__Input rows__:
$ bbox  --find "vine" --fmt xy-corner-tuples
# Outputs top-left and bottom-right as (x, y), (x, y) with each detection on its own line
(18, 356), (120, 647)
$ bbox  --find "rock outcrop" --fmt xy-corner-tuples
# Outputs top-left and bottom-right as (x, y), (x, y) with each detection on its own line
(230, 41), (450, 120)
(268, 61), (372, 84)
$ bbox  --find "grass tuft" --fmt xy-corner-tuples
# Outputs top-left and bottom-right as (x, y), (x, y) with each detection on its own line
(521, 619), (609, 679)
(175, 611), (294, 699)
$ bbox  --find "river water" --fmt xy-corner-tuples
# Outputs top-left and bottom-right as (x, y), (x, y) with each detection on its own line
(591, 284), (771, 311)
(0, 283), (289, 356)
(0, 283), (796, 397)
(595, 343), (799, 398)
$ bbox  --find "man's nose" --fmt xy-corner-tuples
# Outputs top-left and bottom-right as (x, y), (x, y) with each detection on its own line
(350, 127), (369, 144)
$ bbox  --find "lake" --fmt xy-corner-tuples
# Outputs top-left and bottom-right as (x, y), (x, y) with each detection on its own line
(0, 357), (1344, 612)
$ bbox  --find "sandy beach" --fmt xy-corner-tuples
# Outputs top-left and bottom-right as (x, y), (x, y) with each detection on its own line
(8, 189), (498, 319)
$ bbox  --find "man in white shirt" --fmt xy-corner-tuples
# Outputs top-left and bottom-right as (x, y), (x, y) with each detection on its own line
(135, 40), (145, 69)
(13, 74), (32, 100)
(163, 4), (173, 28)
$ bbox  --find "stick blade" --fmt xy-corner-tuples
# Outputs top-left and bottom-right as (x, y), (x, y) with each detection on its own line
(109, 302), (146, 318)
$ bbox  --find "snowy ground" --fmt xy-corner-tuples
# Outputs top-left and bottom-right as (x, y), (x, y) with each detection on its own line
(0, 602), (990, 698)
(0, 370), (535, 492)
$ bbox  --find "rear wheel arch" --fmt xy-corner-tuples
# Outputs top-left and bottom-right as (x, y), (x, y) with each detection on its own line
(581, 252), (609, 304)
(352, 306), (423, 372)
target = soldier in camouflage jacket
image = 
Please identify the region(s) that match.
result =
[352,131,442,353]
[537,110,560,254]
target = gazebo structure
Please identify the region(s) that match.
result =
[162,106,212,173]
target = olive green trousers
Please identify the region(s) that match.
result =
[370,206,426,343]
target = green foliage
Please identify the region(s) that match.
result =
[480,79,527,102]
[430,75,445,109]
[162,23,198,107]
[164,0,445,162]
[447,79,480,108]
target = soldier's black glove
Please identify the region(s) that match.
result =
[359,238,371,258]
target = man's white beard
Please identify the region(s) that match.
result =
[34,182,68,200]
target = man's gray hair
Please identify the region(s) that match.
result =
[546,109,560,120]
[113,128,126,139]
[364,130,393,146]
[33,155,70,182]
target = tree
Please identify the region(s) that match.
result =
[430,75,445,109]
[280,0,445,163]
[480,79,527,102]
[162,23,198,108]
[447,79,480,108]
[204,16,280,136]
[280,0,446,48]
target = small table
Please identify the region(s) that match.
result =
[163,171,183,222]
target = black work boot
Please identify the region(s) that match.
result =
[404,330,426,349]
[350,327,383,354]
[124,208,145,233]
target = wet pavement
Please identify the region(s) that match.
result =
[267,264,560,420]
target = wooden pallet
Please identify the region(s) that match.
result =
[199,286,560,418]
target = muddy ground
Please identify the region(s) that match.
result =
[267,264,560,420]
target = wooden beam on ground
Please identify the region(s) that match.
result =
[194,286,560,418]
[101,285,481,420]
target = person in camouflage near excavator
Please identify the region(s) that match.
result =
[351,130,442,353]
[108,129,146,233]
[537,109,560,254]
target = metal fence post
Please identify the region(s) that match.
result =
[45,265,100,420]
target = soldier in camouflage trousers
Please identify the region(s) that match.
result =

__Aim__:
Can you give again, word for word, the lines starting at the one that contains "target = man's gray hair" and stopping after the one that contains "[280,0,446,48]"?

__Full solution__:
target = man's gray hair
Please identify the region(s) that match.
result =
[546,109,560,120]
[113,128,126,139]
[364,130,393,146]
[33,155,70,182]
target = tree
Please identify the region(s) that match.
result =
[430,75,445,109]
[280,0,445,163]
[480,79,527,102]
[162,23,198,108]
[447,79,480,108]
[204,16,280,136]
[280,0,446,48]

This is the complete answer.